[SOURCE MATERIAL Boundary: Start]
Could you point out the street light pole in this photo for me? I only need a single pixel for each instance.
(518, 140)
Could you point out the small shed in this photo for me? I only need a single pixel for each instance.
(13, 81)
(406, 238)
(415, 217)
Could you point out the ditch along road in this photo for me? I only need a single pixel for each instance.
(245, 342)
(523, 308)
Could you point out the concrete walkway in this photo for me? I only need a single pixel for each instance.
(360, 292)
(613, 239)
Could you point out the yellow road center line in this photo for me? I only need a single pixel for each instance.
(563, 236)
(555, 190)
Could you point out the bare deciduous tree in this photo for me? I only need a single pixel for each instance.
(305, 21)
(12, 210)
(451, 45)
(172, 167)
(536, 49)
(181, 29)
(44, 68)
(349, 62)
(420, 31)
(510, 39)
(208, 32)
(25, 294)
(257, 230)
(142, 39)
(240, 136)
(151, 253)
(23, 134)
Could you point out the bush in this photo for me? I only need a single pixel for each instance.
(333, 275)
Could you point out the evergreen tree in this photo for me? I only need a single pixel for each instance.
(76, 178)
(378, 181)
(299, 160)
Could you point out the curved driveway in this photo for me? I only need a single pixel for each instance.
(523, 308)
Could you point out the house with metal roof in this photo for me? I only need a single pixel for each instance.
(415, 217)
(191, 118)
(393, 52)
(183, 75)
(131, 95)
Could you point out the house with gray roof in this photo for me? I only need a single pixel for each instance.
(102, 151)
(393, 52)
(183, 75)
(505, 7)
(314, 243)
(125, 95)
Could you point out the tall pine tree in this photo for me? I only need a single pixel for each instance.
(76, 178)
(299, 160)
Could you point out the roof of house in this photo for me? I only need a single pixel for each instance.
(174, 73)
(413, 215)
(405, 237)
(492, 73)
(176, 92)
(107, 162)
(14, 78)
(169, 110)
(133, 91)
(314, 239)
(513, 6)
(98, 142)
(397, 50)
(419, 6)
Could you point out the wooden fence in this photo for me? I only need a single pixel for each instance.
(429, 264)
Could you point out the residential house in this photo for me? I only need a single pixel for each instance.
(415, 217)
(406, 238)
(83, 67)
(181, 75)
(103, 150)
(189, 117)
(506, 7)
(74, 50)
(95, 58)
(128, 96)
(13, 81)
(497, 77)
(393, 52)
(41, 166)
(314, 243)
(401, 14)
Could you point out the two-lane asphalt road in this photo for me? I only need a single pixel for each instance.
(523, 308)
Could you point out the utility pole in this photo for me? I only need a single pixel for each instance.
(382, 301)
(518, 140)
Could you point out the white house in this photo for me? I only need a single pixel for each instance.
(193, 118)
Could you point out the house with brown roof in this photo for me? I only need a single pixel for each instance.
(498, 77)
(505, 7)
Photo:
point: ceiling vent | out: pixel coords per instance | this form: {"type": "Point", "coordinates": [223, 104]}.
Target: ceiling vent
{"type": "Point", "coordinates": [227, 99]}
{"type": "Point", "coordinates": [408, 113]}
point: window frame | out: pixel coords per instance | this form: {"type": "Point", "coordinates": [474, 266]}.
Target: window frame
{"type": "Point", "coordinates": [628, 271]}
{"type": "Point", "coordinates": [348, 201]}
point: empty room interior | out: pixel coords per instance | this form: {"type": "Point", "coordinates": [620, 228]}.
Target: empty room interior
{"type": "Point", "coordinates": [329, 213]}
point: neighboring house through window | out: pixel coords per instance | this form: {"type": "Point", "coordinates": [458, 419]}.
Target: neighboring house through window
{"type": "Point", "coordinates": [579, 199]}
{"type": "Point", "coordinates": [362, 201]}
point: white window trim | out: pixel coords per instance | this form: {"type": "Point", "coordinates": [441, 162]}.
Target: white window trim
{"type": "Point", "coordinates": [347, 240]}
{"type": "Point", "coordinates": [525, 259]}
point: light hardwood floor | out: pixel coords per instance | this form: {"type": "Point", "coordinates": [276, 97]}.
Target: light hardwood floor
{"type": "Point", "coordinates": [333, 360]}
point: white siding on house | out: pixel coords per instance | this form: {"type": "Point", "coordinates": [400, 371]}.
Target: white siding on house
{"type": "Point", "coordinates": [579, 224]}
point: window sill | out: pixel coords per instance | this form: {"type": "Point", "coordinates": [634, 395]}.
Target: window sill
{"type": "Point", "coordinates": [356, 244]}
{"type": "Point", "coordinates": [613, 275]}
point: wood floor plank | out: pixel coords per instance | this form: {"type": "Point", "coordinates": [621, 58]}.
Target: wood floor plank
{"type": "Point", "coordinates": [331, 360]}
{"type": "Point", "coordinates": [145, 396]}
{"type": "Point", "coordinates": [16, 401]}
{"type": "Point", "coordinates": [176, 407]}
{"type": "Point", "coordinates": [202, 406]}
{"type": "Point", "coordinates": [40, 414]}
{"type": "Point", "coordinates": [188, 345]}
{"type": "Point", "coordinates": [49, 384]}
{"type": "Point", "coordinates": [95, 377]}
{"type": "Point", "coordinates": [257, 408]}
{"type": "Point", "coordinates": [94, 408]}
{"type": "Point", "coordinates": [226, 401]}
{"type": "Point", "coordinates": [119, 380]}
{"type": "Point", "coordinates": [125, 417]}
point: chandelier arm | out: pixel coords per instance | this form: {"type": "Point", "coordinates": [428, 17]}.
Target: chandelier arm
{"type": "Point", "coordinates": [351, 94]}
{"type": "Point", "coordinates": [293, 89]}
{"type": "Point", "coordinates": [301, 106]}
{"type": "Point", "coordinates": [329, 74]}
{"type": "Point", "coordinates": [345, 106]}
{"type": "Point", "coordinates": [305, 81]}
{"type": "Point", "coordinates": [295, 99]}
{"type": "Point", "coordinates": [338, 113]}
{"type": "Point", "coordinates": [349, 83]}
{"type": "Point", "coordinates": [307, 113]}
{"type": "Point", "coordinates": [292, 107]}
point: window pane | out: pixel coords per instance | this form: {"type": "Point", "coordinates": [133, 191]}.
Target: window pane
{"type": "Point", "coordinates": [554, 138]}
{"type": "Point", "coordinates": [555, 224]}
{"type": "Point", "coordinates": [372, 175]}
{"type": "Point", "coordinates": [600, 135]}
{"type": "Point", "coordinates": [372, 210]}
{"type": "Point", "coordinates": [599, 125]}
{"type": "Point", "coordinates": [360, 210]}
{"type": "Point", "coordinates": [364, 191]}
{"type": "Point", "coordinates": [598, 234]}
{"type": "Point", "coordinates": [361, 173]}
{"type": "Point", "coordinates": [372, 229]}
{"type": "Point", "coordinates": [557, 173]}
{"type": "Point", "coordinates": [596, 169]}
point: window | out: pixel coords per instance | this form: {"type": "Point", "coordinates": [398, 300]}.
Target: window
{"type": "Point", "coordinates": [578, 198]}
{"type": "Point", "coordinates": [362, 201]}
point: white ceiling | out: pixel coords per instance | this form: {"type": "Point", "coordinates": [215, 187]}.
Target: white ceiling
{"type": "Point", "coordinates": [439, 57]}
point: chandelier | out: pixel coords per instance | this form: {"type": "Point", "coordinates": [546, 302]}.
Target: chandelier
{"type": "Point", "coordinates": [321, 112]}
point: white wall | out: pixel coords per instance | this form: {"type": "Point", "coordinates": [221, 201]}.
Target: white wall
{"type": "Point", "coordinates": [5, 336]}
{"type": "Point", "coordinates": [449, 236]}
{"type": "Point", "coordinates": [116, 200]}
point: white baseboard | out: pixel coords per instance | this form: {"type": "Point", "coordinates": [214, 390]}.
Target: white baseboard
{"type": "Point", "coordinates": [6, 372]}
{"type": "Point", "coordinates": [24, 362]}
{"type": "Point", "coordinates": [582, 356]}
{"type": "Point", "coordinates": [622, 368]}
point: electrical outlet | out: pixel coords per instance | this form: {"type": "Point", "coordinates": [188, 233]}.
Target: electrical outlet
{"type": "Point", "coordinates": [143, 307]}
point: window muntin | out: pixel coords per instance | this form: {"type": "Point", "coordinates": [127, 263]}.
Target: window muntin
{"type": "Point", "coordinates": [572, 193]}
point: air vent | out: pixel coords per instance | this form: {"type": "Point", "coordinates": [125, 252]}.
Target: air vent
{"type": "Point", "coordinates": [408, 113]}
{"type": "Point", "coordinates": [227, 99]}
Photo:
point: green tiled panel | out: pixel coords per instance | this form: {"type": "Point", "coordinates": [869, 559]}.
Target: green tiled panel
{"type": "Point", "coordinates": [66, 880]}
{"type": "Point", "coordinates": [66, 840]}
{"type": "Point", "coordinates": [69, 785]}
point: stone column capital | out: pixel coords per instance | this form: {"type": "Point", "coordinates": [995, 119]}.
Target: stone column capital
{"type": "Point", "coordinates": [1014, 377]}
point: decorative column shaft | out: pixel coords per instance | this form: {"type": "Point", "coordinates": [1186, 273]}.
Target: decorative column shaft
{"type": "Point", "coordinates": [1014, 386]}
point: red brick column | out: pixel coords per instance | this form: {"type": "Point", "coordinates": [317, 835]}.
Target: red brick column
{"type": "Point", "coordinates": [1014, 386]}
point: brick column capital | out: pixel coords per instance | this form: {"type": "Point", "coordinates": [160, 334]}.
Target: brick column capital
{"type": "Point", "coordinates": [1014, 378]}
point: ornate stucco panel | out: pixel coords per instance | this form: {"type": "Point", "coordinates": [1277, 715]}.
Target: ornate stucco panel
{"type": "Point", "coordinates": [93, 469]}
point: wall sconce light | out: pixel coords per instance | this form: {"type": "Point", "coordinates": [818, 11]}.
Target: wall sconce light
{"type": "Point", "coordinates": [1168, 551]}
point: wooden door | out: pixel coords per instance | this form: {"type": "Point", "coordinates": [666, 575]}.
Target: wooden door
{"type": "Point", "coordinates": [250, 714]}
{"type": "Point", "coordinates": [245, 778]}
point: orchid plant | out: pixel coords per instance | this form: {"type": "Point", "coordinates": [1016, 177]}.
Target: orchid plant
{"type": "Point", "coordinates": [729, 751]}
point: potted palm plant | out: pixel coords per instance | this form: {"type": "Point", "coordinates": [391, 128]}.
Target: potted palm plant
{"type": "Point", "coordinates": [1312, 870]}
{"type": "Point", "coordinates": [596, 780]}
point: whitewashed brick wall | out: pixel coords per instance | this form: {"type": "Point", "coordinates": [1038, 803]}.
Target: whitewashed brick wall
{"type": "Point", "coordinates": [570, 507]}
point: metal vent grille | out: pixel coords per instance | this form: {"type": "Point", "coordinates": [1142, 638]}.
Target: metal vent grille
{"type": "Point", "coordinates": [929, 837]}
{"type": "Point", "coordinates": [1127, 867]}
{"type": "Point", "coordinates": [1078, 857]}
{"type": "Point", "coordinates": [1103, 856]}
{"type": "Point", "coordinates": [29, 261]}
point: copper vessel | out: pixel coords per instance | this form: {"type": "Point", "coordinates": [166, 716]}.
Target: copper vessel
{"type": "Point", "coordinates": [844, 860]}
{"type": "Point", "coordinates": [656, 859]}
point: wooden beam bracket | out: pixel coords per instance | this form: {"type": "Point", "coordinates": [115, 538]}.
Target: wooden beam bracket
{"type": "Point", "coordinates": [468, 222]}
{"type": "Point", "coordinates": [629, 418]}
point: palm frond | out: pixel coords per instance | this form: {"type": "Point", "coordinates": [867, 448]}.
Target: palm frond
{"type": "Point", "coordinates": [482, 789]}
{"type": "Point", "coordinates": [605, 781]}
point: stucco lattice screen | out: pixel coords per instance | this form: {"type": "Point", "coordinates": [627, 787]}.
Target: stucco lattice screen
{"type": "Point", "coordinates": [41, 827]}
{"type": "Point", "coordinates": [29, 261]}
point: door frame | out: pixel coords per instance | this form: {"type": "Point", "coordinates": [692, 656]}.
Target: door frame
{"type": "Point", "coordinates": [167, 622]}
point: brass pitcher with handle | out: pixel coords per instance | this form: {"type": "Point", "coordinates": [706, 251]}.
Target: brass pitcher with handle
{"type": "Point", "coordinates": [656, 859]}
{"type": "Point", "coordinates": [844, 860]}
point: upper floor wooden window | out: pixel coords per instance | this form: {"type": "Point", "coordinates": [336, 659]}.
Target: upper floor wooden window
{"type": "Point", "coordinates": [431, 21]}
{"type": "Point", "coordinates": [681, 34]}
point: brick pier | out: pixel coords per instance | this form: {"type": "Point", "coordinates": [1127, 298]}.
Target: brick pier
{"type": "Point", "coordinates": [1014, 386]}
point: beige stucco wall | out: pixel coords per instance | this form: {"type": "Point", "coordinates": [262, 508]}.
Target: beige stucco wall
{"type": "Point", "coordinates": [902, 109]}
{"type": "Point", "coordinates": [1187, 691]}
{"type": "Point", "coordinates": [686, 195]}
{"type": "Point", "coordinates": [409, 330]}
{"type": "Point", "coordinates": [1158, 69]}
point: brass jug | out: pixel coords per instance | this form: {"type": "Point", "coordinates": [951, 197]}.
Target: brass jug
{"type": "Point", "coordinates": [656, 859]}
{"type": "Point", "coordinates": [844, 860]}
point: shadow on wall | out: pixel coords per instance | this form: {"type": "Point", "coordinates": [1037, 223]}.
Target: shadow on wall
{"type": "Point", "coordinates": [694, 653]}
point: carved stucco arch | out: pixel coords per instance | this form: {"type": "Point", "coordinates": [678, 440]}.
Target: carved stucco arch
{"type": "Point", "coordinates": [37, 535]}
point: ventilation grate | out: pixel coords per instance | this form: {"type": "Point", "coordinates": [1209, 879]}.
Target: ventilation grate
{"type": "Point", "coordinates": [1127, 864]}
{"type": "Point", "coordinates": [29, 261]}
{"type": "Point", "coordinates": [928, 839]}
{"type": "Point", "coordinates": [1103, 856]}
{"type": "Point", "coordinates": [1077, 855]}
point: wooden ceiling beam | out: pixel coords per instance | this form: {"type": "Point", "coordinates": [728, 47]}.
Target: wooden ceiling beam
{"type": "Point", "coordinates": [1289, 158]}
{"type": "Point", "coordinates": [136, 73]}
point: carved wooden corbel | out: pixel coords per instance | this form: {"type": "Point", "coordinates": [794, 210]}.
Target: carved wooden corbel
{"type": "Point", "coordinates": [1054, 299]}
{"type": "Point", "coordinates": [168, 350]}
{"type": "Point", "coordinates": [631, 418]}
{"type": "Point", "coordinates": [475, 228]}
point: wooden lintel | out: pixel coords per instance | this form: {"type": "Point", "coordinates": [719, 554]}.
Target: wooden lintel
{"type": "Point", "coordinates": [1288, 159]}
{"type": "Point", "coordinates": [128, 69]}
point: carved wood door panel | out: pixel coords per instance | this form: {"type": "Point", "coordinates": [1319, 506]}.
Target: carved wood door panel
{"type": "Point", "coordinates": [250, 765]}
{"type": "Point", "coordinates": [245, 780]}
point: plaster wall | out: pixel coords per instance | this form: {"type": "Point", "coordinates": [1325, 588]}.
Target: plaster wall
[SOURCE MATERIAL Boundary: End]
**TASK:**
A faithful copy is required of the lines from the one with "Target: carved wood door panel" through the last line of the data; please add nothing.

**YOUR SOLUTION:**
Target: carved wood door panel
{"type": "Point", "coordinates": [250, 765]}
{"type": "Point", "coordinates": [245, 780]}
point: plaster wall | out: pixel coords per instance | this form: {"type": "Point", "coordinates": [1325, 588]}.
Target: plaster wall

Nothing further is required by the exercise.